Task instructions: Only the number is wanted: state how many lines of the data below contain the word "reflection".

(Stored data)
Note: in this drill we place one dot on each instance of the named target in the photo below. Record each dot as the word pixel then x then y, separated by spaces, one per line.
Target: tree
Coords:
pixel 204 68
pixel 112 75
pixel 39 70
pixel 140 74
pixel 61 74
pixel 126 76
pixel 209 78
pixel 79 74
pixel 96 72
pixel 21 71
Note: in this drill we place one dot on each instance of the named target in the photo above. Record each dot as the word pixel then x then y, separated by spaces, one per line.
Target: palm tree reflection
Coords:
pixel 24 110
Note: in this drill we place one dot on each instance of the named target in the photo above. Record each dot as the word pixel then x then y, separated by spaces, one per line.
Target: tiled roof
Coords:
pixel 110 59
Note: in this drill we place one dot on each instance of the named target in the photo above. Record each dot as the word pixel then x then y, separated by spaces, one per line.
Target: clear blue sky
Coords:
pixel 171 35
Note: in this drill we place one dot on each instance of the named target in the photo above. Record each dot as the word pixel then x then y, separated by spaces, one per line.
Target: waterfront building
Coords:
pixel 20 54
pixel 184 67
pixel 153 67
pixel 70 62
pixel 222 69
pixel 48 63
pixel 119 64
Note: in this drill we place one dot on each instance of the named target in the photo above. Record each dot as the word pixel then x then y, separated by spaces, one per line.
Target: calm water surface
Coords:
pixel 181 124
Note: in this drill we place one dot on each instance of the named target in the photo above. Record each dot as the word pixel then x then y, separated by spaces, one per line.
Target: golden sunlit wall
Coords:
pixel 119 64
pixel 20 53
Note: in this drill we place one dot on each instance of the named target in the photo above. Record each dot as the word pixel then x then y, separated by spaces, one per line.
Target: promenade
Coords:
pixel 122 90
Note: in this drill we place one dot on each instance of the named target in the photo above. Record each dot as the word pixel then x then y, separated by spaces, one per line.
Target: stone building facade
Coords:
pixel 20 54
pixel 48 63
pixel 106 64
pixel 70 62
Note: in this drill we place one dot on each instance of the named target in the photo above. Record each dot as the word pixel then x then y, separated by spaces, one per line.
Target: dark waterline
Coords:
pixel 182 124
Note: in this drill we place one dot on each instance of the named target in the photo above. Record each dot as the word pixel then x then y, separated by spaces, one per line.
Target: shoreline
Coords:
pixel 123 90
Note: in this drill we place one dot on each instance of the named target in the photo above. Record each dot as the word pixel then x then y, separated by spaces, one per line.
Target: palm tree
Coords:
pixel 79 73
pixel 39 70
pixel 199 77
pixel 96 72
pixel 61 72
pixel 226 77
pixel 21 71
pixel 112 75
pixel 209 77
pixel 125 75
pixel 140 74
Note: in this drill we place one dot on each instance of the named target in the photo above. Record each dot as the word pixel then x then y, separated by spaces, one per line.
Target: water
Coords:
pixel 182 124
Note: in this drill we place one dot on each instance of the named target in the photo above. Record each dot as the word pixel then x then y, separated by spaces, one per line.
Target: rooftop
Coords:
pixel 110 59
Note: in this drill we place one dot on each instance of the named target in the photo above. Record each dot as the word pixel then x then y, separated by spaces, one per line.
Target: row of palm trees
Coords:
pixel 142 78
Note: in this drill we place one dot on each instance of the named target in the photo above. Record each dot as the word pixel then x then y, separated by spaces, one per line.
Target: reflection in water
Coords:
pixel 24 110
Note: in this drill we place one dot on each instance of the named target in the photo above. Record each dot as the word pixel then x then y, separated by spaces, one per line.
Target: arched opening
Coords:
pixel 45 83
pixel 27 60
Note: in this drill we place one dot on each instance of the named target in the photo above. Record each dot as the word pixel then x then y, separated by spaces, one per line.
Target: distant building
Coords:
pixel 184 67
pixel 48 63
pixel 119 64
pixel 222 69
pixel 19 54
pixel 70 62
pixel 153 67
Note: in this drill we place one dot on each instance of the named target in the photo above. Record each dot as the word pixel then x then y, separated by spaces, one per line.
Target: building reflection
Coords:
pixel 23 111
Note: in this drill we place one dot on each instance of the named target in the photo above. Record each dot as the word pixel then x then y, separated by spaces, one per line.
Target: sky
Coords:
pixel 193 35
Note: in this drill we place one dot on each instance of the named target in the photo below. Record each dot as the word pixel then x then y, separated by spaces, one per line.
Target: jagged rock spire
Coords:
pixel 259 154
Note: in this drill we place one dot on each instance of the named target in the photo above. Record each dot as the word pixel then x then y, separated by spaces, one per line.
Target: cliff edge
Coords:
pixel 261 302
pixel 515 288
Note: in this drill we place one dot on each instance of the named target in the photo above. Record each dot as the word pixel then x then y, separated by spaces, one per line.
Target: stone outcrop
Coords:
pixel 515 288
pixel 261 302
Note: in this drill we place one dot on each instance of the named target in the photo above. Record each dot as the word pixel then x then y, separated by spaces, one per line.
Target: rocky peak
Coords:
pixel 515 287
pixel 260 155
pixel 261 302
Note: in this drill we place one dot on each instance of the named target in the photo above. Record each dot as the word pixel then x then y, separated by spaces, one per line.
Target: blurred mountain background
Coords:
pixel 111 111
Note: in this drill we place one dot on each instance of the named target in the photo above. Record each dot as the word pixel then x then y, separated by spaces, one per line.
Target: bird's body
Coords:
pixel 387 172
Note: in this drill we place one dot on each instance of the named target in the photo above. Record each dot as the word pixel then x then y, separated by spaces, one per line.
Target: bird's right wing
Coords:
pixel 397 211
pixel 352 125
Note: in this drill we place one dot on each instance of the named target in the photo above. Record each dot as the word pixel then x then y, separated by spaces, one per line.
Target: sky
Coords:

Written answer: 3